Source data
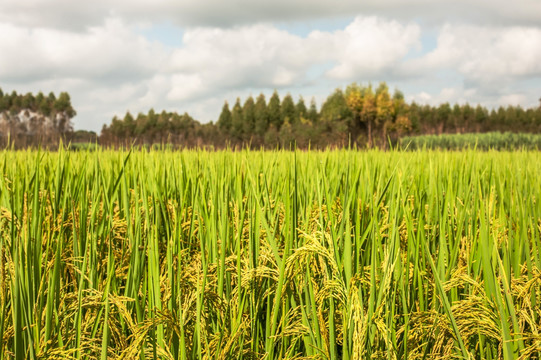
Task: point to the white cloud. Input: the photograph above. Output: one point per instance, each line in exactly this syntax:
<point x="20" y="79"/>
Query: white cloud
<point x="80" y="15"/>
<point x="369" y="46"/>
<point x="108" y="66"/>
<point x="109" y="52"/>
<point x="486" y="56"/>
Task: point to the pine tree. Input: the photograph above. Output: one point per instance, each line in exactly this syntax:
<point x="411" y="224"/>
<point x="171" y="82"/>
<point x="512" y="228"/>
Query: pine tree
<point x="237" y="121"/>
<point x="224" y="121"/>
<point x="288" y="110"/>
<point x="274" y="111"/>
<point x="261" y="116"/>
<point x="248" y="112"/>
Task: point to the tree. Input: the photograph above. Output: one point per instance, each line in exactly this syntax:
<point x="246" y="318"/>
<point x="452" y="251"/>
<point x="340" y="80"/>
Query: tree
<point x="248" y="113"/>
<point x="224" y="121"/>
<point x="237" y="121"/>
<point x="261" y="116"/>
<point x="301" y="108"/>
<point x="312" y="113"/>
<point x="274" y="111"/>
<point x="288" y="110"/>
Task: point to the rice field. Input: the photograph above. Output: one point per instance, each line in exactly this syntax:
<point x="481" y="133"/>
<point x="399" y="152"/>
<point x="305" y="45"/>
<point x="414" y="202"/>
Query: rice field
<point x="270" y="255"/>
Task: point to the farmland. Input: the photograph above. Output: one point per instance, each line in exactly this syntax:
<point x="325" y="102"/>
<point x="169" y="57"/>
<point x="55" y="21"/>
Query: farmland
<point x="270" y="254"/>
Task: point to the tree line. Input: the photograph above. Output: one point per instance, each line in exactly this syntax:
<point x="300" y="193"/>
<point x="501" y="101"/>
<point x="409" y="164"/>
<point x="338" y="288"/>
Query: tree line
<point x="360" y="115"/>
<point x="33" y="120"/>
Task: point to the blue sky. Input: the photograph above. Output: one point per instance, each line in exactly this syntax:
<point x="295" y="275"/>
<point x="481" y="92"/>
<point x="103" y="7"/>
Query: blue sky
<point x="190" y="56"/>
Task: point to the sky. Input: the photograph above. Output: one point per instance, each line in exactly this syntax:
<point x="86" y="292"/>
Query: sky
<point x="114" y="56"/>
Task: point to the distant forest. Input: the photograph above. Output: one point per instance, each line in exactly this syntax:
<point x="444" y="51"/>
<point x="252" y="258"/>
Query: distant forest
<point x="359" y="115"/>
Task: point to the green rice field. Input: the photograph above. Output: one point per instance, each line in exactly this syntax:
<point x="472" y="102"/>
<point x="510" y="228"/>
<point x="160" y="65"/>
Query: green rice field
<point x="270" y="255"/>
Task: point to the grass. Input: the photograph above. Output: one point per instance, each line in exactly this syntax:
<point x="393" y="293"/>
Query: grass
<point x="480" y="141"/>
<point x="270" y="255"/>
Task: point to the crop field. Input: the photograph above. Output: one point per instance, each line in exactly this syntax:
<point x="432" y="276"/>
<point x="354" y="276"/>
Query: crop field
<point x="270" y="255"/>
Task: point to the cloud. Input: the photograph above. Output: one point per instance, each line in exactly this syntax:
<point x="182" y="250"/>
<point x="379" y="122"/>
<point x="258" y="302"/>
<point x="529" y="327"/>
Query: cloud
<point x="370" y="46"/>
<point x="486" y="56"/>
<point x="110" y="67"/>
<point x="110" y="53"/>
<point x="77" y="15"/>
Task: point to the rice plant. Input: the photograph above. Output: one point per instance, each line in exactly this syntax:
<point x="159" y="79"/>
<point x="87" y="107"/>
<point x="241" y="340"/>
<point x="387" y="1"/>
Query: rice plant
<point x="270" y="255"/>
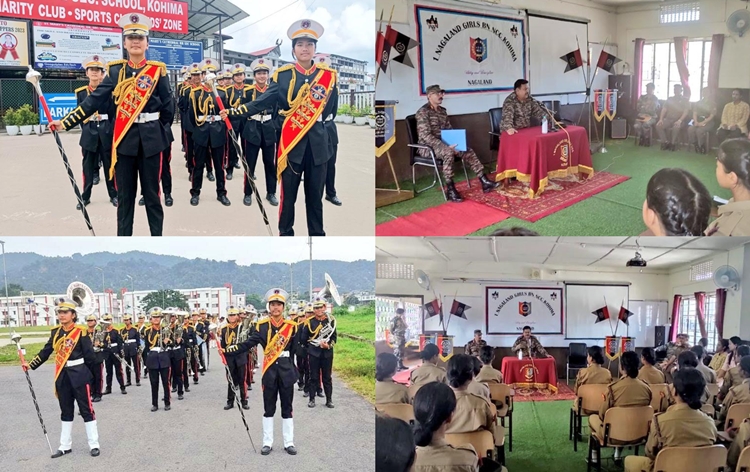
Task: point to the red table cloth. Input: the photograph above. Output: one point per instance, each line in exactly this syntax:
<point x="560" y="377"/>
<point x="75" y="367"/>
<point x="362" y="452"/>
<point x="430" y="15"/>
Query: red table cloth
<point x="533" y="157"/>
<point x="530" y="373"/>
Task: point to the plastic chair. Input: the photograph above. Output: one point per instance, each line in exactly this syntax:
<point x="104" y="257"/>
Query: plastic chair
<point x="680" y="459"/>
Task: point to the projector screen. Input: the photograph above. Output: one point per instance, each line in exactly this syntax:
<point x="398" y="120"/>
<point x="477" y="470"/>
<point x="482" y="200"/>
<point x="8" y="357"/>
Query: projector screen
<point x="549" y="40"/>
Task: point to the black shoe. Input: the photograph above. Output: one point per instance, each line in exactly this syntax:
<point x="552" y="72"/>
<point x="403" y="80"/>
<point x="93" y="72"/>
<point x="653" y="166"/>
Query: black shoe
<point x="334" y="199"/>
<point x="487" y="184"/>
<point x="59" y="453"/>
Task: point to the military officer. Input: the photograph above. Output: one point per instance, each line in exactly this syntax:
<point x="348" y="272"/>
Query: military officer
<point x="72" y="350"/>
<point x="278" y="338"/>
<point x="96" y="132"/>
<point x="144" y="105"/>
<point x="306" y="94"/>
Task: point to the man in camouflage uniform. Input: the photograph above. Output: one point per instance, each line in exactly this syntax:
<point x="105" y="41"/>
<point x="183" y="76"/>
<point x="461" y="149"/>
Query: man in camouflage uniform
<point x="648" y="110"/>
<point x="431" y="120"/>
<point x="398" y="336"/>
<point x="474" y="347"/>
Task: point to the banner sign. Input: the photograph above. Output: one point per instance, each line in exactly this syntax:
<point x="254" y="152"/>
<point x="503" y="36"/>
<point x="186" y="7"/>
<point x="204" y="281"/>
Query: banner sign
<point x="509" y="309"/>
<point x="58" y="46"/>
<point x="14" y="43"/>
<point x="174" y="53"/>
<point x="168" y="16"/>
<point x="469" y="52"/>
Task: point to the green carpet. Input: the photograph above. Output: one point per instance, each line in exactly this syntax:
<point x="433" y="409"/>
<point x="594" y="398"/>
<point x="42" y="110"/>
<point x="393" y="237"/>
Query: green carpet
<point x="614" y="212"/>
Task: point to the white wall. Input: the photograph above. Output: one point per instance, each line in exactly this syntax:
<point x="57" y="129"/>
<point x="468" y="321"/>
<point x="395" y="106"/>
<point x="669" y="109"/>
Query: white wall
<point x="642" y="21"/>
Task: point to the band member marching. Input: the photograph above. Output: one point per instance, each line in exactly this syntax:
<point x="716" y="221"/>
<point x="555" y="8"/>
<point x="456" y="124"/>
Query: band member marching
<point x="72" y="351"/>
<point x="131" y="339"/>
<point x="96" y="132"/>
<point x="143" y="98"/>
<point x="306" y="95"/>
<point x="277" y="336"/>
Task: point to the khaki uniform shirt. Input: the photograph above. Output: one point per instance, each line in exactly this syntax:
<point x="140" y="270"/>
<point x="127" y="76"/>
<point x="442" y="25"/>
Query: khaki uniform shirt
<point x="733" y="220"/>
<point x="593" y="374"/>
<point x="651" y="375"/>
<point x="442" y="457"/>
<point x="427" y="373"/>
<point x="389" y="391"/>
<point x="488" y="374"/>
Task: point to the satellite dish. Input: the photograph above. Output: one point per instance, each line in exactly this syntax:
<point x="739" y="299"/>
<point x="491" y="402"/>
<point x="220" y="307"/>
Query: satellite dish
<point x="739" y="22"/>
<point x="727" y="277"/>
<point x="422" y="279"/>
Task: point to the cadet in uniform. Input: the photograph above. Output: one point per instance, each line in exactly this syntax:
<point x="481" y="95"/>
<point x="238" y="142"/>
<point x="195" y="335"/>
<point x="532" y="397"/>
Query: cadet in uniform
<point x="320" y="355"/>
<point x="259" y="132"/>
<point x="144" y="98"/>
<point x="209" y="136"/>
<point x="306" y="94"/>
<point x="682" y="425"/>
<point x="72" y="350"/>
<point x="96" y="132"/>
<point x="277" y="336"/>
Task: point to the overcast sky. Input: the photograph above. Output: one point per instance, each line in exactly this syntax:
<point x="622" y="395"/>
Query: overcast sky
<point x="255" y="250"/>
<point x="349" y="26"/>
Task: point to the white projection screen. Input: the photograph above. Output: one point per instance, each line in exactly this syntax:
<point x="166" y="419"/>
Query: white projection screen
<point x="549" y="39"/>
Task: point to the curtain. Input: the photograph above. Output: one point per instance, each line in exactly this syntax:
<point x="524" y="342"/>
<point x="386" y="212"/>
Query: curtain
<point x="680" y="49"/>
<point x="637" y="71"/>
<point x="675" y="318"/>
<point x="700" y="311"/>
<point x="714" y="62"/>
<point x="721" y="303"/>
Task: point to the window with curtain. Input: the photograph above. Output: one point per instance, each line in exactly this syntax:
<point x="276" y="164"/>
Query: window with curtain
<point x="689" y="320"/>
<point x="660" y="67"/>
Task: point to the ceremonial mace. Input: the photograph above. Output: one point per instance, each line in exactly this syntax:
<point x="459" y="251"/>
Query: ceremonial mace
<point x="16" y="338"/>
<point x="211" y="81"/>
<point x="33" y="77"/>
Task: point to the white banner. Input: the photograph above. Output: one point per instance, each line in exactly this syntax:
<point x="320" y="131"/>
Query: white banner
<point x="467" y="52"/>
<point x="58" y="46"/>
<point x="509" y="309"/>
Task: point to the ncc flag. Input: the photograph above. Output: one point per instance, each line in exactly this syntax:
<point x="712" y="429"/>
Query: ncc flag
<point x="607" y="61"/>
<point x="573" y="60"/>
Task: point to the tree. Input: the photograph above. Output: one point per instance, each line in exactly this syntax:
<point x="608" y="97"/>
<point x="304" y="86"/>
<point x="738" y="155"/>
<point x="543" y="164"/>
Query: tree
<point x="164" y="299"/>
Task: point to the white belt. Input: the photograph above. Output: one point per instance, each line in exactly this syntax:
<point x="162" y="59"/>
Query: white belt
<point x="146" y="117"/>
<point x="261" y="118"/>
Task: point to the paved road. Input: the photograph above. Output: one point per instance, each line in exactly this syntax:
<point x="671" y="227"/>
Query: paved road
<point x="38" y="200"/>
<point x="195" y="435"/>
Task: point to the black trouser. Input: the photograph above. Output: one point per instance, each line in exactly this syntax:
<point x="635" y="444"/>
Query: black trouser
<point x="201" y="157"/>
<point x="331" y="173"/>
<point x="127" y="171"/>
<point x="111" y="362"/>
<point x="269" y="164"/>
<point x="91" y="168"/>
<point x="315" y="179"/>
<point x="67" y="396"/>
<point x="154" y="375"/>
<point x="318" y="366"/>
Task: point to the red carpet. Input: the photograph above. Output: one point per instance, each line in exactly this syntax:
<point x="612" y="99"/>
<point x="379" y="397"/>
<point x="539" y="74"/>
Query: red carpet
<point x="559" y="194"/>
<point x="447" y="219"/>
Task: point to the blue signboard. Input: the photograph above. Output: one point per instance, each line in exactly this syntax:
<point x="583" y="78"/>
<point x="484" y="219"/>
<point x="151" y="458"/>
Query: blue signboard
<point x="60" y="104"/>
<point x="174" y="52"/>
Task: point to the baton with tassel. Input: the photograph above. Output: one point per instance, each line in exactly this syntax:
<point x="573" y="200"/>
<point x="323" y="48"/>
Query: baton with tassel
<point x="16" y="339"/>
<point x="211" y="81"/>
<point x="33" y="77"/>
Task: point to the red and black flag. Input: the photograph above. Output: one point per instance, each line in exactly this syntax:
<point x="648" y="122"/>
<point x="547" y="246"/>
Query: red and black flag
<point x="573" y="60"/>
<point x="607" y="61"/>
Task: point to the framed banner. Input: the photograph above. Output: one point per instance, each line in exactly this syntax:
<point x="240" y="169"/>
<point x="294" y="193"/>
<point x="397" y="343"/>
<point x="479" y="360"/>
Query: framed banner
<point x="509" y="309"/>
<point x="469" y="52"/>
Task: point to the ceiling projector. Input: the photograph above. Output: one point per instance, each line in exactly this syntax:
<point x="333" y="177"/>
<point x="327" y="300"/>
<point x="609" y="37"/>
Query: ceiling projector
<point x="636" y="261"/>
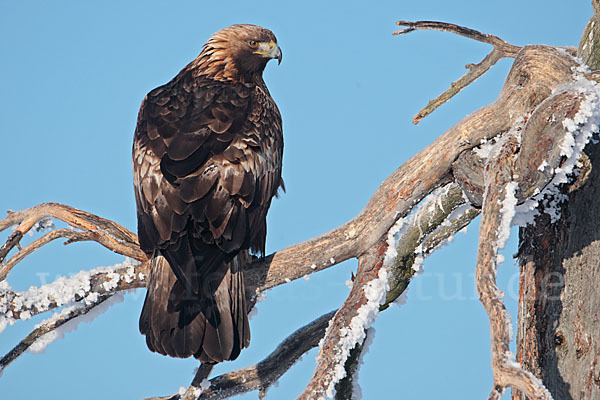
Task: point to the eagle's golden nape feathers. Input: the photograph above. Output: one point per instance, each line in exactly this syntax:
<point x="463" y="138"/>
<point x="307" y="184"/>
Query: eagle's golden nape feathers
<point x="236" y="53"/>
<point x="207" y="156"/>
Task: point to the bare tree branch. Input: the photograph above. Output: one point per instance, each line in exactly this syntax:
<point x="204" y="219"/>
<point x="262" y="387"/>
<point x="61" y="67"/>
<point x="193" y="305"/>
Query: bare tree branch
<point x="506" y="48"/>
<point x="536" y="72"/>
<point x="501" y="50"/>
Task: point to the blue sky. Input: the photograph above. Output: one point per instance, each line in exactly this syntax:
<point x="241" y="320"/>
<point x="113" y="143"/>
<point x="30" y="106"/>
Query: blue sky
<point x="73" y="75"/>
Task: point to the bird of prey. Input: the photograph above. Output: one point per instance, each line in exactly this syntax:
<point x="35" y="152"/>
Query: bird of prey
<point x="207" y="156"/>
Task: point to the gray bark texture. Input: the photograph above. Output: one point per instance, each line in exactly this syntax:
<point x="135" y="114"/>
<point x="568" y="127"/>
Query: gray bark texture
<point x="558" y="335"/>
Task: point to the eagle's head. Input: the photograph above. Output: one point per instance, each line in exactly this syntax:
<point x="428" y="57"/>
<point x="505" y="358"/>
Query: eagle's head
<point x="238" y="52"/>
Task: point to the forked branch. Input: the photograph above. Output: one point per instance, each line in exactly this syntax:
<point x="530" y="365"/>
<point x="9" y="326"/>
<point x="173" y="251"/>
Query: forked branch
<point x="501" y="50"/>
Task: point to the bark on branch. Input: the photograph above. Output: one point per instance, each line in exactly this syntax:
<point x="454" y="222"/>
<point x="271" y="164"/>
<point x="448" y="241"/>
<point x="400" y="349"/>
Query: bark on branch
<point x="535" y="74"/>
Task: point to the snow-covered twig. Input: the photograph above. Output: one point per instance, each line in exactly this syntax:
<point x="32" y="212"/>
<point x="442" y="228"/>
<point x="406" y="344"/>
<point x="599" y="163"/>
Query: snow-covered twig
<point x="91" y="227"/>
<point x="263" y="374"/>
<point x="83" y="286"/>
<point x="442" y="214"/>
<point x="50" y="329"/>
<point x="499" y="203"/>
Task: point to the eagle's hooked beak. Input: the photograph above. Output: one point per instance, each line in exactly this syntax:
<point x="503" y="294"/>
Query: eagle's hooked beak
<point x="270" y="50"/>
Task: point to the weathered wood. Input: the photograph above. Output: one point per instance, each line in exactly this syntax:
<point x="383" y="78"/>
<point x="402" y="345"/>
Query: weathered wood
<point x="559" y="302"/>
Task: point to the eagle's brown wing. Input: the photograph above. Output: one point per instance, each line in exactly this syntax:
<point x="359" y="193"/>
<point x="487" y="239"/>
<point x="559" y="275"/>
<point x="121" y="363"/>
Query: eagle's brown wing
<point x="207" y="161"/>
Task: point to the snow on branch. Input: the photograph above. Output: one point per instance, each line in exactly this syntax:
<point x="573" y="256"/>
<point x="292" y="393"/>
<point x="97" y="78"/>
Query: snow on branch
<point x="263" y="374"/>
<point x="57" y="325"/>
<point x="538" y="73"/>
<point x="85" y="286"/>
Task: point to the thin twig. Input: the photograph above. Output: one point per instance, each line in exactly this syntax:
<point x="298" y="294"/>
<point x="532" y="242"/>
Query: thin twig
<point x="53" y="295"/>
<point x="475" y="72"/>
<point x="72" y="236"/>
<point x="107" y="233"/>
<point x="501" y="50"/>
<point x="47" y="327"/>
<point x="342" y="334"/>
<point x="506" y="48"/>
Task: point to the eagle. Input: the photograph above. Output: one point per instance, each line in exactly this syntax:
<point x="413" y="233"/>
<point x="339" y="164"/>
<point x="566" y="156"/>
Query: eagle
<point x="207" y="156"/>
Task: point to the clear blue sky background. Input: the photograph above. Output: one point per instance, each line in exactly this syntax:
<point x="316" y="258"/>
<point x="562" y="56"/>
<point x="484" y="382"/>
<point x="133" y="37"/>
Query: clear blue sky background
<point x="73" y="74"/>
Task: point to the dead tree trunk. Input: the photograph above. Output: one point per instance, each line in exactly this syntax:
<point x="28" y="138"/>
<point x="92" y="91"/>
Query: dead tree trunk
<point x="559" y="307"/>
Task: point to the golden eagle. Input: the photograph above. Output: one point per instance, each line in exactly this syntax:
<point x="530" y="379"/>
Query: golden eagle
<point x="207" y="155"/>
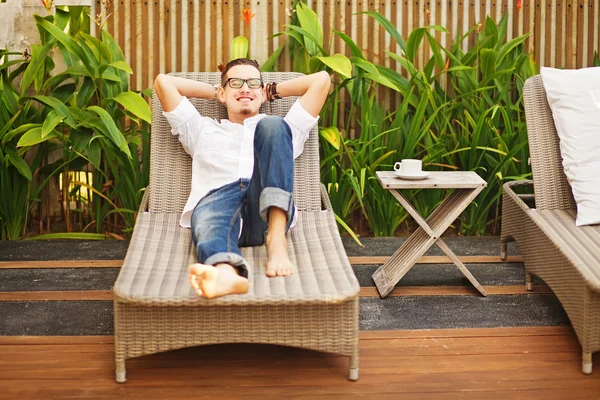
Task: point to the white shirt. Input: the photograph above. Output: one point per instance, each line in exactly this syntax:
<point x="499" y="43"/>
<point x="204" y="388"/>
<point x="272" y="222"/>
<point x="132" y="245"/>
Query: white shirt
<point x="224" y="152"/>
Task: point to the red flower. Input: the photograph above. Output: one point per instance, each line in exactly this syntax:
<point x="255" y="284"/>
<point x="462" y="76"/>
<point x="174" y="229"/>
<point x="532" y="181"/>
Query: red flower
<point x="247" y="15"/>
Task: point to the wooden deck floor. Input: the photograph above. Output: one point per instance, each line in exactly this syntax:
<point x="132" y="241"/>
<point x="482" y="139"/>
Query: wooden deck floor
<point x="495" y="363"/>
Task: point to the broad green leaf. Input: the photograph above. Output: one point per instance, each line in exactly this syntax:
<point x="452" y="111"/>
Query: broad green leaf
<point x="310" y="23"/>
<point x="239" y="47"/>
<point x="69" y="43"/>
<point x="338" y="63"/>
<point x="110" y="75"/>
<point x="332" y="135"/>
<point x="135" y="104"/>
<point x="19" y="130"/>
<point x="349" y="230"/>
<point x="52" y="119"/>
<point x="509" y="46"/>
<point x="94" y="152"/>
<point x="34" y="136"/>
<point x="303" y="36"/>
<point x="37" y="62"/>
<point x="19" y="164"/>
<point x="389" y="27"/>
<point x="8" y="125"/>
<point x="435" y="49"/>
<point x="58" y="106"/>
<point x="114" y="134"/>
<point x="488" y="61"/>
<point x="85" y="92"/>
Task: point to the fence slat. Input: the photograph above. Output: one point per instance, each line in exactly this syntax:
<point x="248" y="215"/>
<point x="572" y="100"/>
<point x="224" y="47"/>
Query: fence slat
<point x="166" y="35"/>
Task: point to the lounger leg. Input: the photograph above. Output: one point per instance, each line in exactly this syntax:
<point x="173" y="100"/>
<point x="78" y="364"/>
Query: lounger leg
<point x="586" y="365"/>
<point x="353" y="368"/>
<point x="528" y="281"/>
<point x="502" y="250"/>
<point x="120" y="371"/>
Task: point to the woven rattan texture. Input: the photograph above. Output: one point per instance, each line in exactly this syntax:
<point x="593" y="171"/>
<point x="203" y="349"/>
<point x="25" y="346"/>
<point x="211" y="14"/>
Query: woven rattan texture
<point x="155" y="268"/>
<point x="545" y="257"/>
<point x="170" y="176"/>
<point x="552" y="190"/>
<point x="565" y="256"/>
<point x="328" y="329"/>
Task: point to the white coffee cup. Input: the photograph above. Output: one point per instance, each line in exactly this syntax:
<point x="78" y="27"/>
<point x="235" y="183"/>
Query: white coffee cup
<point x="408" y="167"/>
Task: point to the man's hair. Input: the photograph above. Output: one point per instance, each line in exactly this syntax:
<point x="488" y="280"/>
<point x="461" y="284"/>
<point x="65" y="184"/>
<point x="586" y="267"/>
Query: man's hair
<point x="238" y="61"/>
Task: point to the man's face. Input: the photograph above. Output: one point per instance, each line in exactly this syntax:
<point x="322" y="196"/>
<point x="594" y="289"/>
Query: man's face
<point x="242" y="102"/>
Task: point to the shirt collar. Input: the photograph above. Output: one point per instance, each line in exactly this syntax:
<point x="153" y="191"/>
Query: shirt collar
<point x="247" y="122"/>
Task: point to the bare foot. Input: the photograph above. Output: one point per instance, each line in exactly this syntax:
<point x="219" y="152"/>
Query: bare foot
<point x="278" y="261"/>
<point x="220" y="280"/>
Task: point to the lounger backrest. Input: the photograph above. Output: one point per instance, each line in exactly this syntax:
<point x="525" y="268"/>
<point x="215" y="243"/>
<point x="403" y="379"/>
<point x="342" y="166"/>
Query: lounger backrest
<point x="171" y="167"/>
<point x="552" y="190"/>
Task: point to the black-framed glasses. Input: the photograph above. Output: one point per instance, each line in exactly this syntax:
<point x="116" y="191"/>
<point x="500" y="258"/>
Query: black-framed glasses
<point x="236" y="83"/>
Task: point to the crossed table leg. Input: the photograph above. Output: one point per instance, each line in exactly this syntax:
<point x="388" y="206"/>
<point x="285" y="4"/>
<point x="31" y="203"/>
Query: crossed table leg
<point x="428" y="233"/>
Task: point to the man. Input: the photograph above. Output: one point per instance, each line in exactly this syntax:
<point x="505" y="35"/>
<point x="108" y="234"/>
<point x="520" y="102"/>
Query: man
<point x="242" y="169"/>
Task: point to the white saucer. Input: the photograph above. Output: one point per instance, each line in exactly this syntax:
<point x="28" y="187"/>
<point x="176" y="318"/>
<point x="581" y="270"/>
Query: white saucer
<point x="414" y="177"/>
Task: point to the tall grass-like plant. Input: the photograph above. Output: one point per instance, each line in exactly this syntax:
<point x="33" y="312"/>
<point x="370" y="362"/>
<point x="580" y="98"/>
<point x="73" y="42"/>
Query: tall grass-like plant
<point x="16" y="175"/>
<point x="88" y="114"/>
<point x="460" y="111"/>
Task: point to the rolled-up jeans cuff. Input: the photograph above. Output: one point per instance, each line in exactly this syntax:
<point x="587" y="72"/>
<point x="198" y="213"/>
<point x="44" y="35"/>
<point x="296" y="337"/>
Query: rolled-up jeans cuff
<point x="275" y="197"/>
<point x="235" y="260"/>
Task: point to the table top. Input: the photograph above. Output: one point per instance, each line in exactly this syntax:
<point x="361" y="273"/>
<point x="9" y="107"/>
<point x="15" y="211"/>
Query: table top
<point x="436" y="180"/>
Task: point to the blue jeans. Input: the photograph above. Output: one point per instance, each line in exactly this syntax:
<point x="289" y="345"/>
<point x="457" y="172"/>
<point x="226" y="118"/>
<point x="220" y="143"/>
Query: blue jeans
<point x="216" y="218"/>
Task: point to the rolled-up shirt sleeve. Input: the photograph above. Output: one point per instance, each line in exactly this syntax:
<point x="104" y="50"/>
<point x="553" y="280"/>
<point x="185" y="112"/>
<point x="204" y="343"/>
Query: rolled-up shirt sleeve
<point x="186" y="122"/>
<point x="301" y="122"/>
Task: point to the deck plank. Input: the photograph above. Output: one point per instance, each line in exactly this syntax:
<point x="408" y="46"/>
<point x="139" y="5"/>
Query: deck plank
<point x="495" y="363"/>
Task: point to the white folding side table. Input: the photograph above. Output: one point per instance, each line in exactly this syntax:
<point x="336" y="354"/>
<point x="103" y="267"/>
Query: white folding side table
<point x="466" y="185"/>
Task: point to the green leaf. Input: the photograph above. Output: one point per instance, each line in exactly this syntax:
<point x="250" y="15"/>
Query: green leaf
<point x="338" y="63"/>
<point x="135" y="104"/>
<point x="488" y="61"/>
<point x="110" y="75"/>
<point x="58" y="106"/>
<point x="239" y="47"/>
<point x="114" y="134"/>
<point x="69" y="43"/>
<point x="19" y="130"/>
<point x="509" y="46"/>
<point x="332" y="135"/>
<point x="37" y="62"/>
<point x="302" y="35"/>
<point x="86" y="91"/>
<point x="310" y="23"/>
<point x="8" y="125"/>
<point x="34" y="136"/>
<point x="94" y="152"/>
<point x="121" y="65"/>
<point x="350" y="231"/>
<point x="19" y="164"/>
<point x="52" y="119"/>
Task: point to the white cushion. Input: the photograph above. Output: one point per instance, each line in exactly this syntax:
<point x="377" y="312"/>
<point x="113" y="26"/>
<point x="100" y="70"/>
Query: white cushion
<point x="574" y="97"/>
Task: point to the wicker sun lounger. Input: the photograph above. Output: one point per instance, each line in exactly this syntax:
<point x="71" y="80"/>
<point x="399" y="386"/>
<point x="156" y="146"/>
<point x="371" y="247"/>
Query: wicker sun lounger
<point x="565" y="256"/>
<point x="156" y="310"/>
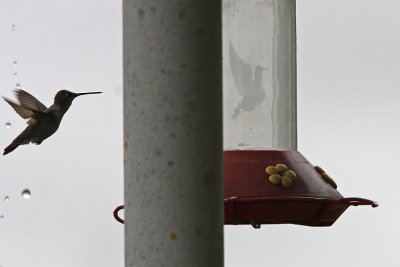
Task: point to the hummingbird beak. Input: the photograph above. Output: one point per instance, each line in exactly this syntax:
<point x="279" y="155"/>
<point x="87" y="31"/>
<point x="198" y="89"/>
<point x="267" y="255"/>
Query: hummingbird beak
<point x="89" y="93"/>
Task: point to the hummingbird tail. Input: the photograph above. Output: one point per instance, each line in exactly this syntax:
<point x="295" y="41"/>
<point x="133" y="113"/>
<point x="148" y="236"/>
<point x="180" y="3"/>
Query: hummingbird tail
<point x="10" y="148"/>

-- Task statement --
Copy, exactly and exclusively, the lines beginning with the one that contains "Task: point to the green leaf." and ending with the last line of the listing; pictures are to be omitted.

-- Reply --
Task: point to the green leaf. Input: the photograph above. Output: one point per instance, each line in exactly this syntax:
<point x="250" y="15"/>
Query: green leaf
<point x="338" y="63"/>
<point x="135" y="104"/>
<point x="488" y="61"/>
<point x="110" y="75"/>
<point x="58" y="106"/>
<point x="239" y="47"/>
<point x="114" y="134"/>
<point x="69" y="43"/>
<point x="19" y="130"/>
<point x="509" y="46"/>
<point x="332" y="135"/>
<point x="37" y="62"/>
<point x="302" y="35"/>
<point x="86" y="91"/>
<point x="310" y="23"/>
<point x="8" y="125"/>
<point x="34" y="136"/>
<point x="94" y="152"/>
<point x="121" y="65"/>
<point x="350" y="231"/>
<point x="19" y="164"/>
<point x="52" y="119"/>
Task: point to the white cushion. Input: the photograph above. Output: one point per instance, each line in exactly this syntax:
<point x="377" y="312"/>
<point x="113" y="26"/>
<point x="100" y="70"/>
Query: white cushion
<point x="574" y="97"/>
Task: point to the wicker sun lounger. Input: the photograph above. Output: one point per instance, each line in exactly this syntax:
<point x="71" y="80"/>
<point x="399" y="386"/>
<point x="156" y="146"/>
<point x="371" y="247"/>
Query: wicker sun lounger
<point x="565" y="256"/>
<point x="156" y="310"/>
Task: point to the hummingbird beak. Input: the photograph above. Output: one point per instance, each line in exactly this syntax:
<point x="279" y="155"/>
<point x="87" y="31"/>
<point x="198" y="89"/>
<point x="267" y="255"/>
Query: hummingbird beak
<point x="89" y="93"/>
Task: point to the hummingbird tail. Input: the photograph above. Output: one point per instance, each line in exactly this syntax:
<point x="295" y="41"/>
<point x="133" y="113"/>
<point x="148" y="236"/>
<point x="180" y="3"/>
Query: hummingbird tail
<point x="10" y="148"/>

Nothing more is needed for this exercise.